§ **Requirement**
Using the records below, transcribe word for word the stretch from the line that contains "Which spot sits on each instance of the black" through the line that contains "x=559 y=546", both end lines included, and nothing else.

§ **Data for the task**
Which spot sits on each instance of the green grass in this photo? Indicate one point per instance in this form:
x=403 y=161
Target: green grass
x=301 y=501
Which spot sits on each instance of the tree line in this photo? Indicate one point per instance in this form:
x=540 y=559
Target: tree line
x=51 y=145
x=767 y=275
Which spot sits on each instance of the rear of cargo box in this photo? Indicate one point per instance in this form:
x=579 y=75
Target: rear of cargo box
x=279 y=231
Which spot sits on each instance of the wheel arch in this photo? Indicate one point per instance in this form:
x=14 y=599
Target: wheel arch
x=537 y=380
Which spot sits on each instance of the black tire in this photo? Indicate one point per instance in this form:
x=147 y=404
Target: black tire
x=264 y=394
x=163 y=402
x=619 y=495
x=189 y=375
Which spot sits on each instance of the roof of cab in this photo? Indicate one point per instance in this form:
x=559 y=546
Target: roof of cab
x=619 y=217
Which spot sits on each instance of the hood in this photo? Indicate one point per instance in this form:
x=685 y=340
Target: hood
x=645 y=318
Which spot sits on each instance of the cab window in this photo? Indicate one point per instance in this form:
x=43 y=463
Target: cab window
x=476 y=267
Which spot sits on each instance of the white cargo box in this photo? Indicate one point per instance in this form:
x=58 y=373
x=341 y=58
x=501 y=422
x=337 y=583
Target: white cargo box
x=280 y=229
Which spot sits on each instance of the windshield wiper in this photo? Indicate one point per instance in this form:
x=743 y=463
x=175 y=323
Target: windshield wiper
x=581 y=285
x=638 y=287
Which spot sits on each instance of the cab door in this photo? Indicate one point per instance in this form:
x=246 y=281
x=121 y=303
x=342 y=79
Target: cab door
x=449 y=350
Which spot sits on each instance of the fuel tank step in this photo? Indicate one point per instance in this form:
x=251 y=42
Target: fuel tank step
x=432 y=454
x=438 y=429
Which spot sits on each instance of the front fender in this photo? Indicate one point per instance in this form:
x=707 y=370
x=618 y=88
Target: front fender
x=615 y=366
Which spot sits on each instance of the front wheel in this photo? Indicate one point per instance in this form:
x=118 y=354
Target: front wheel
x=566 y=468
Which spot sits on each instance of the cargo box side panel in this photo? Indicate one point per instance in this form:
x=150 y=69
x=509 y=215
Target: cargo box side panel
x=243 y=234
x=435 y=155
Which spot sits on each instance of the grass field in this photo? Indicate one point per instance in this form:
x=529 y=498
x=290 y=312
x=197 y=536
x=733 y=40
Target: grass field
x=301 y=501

§ **Answer to this task**
Which spot sits on each instance of the black tire in this photo? Indicate one point per instance in this form:
x=147 y=404
Target: black tire
x=264 y=394
x=163 y=402
x=619 y=495
x=189 y=375
Which spot sits on each instance of the roof of cab in this photo? Indicate one point per instance in this form:
x=559 y=546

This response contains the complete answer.